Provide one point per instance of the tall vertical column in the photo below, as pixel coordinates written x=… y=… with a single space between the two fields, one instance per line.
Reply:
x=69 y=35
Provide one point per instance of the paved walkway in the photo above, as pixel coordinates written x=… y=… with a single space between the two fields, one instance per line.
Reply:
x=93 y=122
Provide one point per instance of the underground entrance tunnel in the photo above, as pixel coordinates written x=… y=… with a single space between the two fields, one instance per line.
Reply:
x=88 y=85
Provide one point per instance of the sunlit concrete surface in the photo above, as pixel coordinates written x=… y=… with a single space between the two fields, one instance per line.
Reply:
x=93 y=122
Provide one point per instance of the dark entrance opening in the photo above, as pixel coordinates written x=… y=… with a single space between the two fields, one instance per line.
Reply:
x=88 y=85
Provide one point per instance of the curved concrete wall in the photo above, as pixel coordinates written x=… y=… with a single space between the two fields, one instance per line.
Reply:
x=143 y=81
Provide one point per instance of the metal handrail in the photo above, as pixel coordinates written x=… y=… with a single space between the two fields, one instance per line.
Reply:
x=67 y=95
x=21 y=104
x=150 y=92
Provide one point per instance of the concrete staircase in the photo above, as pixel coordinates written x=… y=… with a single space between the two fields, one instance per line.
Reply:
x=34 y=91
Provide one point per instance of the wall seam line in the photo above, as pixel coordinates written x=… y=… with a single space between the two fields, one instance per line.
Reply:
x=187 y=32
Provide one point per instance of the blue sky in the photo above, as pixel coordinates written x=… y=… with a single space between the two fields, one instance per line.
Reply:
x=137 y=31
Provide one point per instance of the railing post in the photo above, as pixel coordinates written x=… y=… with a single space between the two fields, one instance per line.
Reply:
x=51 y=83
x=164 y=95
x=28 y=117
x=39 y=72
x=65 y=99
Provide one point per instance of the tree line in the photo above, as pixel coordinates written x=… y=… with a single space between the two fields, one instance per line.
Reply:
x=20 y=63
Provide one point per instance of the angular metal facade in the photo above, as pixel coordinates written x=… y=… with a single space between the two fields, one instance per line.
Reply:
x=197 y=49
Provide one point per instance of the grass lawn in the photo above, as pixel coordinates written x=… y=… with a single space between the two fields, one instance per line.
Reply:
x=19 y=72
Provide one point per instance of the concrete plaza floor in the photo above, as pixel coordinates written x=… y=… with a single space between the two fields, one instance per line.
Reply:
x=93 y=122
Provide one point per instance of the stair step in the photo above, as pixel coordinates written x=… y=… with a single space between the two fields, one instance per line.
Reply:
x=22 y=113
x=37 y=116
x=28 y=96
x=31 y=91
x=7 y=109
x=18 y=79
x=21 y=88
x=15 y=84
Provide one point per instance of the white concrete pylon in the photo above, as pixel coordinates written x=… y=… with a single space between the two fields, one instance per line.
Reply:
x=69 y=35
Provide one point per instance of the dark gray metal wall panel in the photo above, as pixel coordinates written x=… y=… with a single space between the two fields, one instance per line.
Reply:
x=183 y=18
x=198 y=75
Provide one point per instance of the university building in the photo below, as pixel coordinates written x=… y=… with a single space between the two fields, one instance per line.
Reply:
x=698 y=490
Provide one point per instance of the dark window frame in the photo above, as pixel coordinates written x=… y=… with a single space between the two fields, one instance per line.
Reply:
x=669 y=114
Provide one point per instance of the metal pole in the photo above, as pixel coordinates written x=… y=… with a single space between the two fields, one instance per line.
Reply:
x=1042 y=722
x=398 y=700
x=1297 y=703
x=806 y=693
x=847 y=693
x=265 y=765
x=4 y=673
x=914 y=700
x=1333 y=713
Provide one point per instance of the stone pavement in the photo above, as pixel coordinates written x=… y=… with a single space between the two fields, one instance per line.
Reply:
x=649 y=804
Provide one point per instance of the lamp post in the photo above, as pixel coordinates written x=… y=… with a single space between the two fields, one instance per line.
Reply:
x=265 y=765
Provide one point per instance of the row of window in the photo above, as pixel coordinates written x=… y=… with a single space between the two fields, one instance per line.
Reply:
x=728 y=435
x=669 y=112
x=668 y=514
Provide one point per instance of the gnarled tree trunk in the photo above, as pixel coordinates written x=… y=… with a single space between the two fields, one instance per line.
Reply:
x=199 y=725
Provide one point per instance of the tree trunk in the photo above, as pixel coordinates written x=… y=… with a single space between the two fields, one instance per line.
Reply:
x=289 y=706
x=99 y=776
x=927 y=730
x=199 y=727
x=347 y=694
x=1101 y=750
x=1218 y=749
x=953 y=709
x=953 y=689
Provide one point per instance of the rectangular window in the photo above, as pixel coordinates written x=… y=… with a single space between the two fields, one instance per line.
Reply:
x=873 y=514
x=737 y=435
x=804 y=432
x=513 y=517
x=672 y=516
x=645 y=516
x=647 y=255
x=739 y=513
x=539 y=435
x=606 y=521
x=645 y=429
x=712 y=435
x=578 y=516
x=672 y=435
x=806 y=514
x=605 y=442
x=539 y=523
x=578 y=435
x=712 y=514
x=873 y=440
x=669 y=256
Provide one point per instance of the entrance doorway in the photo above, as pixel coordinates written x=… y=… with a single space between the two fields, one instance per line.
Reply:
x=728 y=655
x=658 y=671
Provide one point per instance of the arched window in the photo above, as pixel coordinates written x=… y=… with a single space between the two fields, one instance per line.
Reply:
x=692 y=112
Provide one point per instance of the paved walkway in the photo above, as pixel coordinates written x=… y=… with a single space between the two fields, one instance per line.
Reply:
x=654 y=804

- [Required work] Work out how many lines of the material above contain the word "dark", then give only that figure.

- [Output of the task] 3